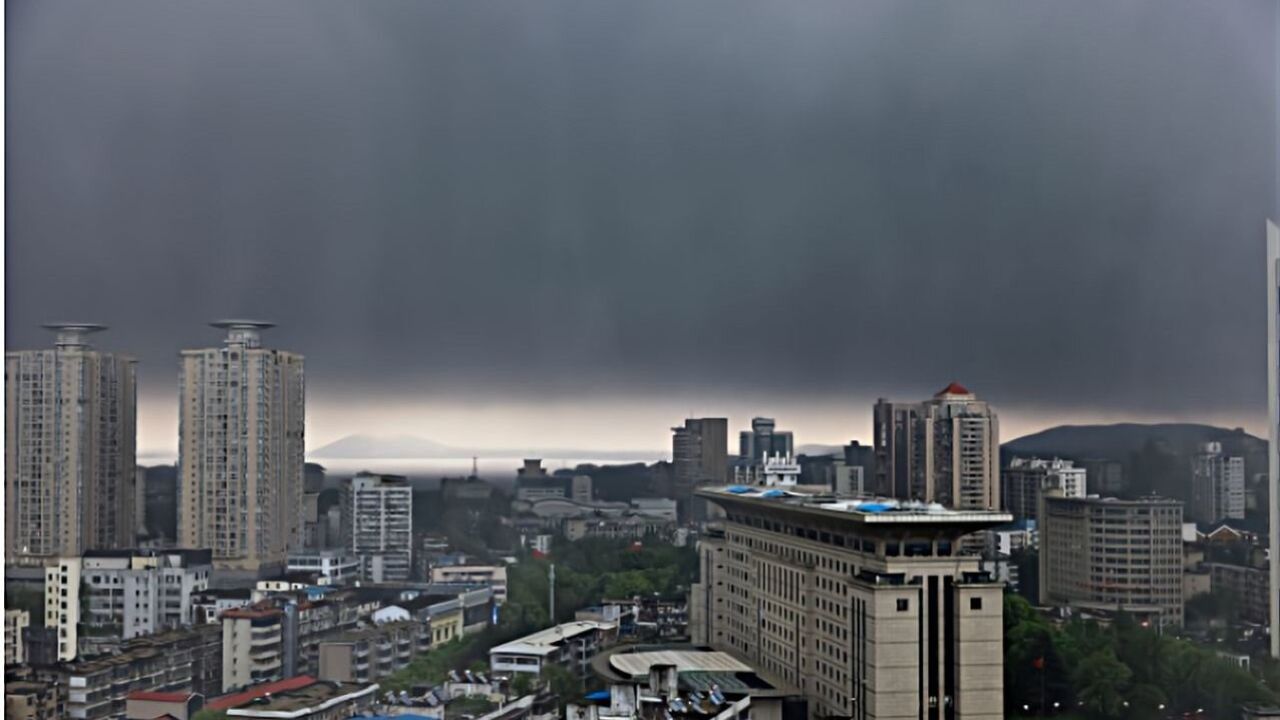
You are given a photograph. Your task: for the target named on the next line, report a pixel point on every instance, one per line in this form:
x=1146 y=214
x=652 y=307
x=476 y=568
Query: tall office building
x=378 y=525
x=1217 y=486
x=241 y=451
x=1025 y=478
x=699 y=454
x=1274 y=424
x=69 y=449
x=869 y=609
x=763 y=440
x=1106 y=555
x=944 y=450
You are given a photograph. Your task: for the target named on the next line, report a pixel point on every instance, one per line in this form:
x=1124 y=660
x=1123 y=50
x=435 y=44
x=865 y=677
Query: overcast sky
x=574 y=223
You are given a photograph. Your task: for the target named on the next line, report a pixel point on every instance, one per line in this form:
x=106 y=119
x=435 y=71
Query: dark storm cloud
x=1061 y=204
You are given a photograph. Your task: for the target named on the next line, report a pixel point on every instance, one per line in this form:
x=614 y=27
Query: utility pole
x=552 y=586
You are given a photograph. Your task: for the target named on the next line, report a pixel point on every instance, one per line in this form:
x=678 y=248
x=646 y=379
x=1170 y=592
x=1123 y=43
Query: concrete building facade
x=378 y=523
x=241 y=451
x=14 y=646
x=699 y=456
x=1112 y=555
x=109 y=596
x=944 y=450
x=371 y=654
x=1217 y=486
x=69 y=449
x=1274 y=427
x=868 y=607
x=1025 y=478
x=252 y=646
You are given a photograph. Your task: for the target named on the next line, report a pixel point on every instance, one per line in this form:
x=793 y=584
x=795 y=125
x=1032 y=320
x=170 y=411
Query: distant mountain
x=1116 y=442
x=1155 y=459
x=385 y=447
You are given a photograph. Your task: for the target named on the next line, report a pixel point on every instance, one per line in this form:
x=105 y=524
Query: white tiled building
x=69 y=449
x=378 y=525
x=241 y=451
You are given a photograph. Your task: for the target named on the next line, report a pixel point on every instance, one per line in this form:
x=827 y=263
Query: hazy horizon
x=572 y=223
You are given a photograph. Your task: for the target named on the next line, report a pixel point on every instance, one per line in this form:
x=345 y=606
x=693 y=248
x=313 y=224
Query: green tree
x=1101 y=682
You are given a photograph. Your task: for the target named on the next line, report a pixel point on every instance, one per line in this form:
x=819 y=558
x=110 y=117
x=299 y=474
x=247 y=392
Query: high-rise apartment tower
x=944 y=450
x=69 y=449
x=241 y=451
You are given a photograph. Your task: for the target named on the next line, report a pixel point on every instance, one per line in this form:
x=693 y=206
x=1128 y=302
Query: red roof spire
x=954 y=388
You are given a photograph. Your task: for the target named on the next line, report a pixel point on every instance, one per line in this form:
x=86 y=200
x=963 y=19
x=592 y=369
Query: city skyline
x=702 y=210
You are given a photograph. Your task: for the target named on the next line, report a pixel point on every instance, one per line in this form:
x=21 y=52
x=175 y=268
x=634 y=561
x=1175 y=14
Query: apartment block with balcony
x=241 y=451
x=371 y=654
x=378 y=525
x=170 y=661
x=69 y=449
x=14 y=647
x=122 y=595
x=252 y=646
x=568 y=645
x=869 y=607
x=1109 y=554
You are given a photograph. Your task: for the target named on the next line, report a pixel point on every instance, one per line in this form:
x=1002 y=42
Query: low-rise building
x=568 y=645
x=252 y=646
x=371 y=654
x=378 y=524
x=209 y=605
x=27 y=700
x=682 y=682
x=315 y=701
x=108 y=596
x=14 y=646
x=169 y=661
x=490 y=575
x=1025 y=478
x=626 y=527
x=332 y=566
x=181 y=705
x=1248 y=586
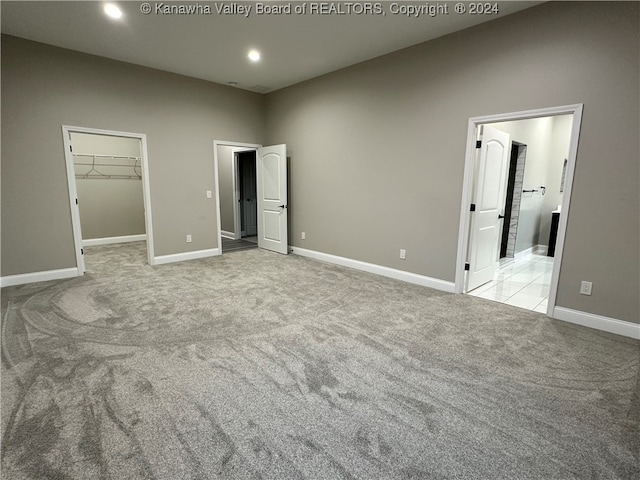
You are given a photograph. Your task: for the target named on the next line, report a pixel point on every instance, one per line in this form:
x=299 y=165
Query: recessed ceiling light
x=113 y=11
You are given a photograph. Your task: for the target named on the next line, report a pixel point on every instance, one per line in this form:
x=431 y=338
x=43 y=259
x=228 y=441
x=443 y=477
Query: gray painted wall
x=45 y=87
x=377 y=149
x=382 y=144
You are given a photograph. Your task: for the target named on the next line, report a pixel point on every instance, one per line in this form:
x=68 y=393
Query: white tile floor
x=523 y=283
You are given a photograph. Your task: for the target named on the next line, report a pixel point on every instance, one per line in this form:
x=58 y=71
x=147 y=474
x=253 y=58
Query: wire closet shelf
x=105 y=167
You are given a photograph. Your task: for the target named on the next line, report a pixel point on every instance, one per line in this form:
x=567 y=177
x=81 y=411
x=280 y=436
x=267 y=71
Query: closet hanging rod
x=101 y=155
x=96 y=164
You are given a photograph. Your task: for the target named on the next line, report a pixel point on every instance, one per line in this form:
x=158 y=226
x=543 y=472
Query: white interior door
x=489 y=200
x=272 y=198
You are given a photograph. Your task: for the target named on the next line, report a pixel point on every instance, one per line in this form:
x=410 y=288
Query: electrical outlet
x=585 y=288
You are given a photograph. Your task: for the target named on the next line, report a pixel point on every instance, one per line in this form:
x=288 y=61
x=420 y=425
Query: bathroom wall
x=547 y=141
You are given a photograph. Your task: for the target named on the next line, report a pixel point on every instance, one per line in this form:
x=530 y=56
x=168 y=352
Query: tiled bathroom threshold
x=523 y=283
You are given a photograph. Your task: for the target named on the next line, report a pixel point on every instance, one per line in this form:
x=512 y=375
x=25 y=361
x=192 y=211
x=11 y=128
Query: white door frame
x=238 y=147
x=467 y=187
x=73 y=190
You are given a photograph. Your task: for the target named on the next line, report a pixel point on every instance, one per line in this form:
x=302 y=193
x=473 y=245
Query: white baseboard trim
x=377 y=269
x=599 y=322
x=109 y=240
x=181 y=257
x=23 y=278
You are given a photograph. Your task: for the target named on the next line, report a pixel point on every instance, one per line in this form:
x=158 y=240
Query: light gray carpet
x=257 y=365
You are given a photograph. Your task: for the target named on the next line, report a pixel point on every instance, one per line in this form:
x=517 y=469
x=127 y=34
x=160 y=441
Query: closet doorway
x=108 y=189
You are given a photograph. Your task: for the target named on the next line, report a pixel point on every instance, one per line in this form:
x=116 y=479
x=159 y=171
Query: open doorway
x=518 y=136
x=108 y=190
x=251 y=196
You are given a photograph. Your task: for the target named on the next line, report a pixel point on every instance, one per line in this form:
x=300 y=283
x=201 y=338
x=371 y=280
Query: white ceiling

+++

▶ **STATED GOAL**:
Leave out every picture and copy the rest of the records exactly.

▶ **RESULT OF THE TASK**:
You are given a photograph. Your task: for the target named on the next line, report a pixel point on every instance, one per line in this form:
x=1146 y=214
x=652 y=307
x=476 y=568
Query: tall office building
x=378 y=525
x=1217 y=486
x=241 y=451
x=1025 y=478
x=699 y=454
x=1274 y=424
x=69 y=449
x=869 y=609
x=763 y=440
x=1106 y=555
x=944 y=450
You are given a photograph. Your task: for the target named on the next line, report a pixel point on every instance, one per line in this form:
x=1124 y=660
x=1123 y=50
x=435 y=44
x=865 y=677
Query: overcast sky
x=574 y=223
You are given a photograph. Your task: for the target named on the next line, report a pixel point on every instance, one per line in this form:
x=106 y=119
x=435 y=71
Query: dark storm cloud
x=1061 y=204
You are given a photograph. Your task: for the target named on the next line, report a pixel point on every instance, one per line in this form:
x=614 y=27
Query: utility pole
x=552 y=586
You are given a photograph. Your task: for the target named on the next line, report a pixel point on every instance, one per line in this form:
x=678 y=248
x=646 y=379
x=1170 y=592
x=1123 y=43
Query: concrete building facade
x=378 y=523
x=241 y=451
x=14 y=646
x=699 y=456
x=1112 y=555
x=109 y=596
x=944 y=450
x=371 y=654
x=1217 y=486
x=69 y=449
x=1274 y=427
x=868 y=607
x=1025 y=478
x=252 y=646
You are given a photograph. Your task: for the target named on the next line, report a pixel point on every instance, one per line in this form:
x=793 y=584
x=795 y=125
x=1032 y=320
x=170 y=411
Query: distant mountain
x=1116 y=442
x=1155 y=459
x=385 y=447
You are given a photograph. Your task: for the target named on the next line, report a pixel point on every instance, one per line in this form:
x=105 y=524
Query: white tiled building
x=69 y=449
x=378 y=525
x=241 y=451
You are given a photograph. Your task: for the target named on the next line, report a pixel point on every instance, one per line in this form:
x=827 y=263
Query: hazy horizon
x=572 y=223
You are given a photograph. Your task: for the target named on the next line, report a pixel point on every instance, one per line in this form:
x=345 y=606
x=693 y=248
x=313 y=224
Query: green tree
x=1101 y=682
You are given a photograph. Your task: for the target named on the next line, report a pixel point on every instance, one per line in this form:
x=819 y=558
x=110 y=117
x=299 y=474
x=247 y=392
Query: high-rise apartment tower
x=944 y=450
x=69 y=449
x=241 y=451
You are given a photograph. Your task: for the target named on the next line, report a pixel point on every instance, one per line in this form:
x=693 y=206
x=1128 y=302
Query: red roof spire
x=954 y=388
You are given a photograph. Your task: for the target named on the next line, report a pixel point on every instance, one per line in this form:
x=86 y=200
x=963 y=19
x=592 y=369
Query: city skyline
x=702 y=210
You are given a photograph. Your task: for the target named on the next line, report a pixel point on every instance, one per line in this form:
x=21 y=52
x=175 y=268
x=634 y=561
x=1175 y=14
Query: apartment block with balcony
x=241 y=451
x=371 y=654
x=378 y=525
x=170 y=661
x=69 y=449
x=14 y=647
x=122 y=595
x=252 y=646
x=568 y=645
x=869 y=607
x=1109 y=554
You are given a photograph. Your task: for the target named on the next line, report a pixel point on every instance, one per line in this form:
x=1002 y=42
Query: low-rise building
x=568 y=645
x=252 y=646
x=371 y=654
x=378 y=524
x=209 y=605
x=27 y=700
x=682 y=682
x=315 y=701
x=108 y=596
x=14 y=646
x=169 y=661
x=490 y=575
x=1025 y=478
x=626 y=527
x=332 y=566
x=181 y=705
x=1248 y=586
You are given a photograph. Your task: for the target named on the next line, report a pixel point on every instance, one per line in this form:
x=299 y=165
Query: recessed ceiling light
x=113 y=11
You are given a photograph. Your task: for the target named on the next line, report a pixel point on every instance, one per line in this form:
x=431 y=338
x=43 y=259
x=228 y=441
x=443 y=477
Query: gray painted wall
x=45 y=87
x=377 y=149
x=382 y=144
You are given a photograph. Your task: for the target named on the next line, report a pixel point on every instance, one per line in this form:
x=68 y=393
Query: white tile floor
x=523 y=283
You are given a photograph. Your task: for the target named on the next line, report a pixel point on every instance, one per line in this form:
x=58 y=71
x=147 y=474
x=253 y=58
Query: wire closet shelf
x=105 y=167
You are given a photograph. Your task: for the target named on the next line, report a pixel point on every instance, one per line in this form:
x=567 y=177
x=81 y=411
x=280 y=436
x=267 y=71
Query: closet hanging rod
x=101 y=155
x=96 y=164
You are given a photograph. Your task: for the target named on the next line, report a pixel point on every instance, one per line in this form:
x=158 y=226
x=543 y=472
Query: white interior door
x=489 y=200
x=272 y=198
You are given a photograph. Your task: for the target named on the next line, report a pixel point on every instance, one per line in this form:
x=410 y=288
Query: electrical outlet
x=585 y=288
You are given a photograph. Your task: for the target named on the next line, report a pixel point on every instance, one per line in this form:
x=288 y=61
x=420 y=425
Query: bathroom wall
x=547 y=141
You are given a photograph. Your task: for the target named on the next line, report a pixel point on every instance, one per line in this form:
x=530 y=56
x=168 y=352
Query: tiled bathroom threshold
x=523 y=283
You are given a photograph. Your task: for the target named on the next line, report a pixel point on every instance, one per line in this form:
x=512 y=375
x=25 y=361
x=192 y=211
x=11 y=128
Query: white door frame
x=238 y=147
x=467 y=187
x=73 y=190
You are given a photograph. Your task: for the target named on the next line, report a pixel point on every instance, one per line in this form:
x=302 y=193
x=473 y=245
Query: white baseboard trim
x=377 y=269
x=599 y=322
x=109 y=240
x=181 y=257
x=23 y=278
You are given a photograph. Your task: for the target named on the next line, report a pixel point on every instance, one per line in this form:
x=158 y=240
Query: light gray carpet
x=257 y=365
You are given a photograph. Your task: for the target named on the next line, report a pixel point on every instance, one per line in this form:
x=517 y=469
x=127 y=34
x=160 y=441
Query: closet doorway
x=108 y=189
You are given a photograph. Your task: for the target named on the next line, report a pixel point on every instance, one per line in this form:
x=116 y=479
x=159 y=171
Query: open doorway
x=518 y=136
x=108 y=190
x=251 y=196
You are given a photograph. Your task: for the target named on the next line, report a pixel point on every instance, one per line in this form:
x=300 y=283
x=201 y=338
x=371 y=280
Query: white ceiling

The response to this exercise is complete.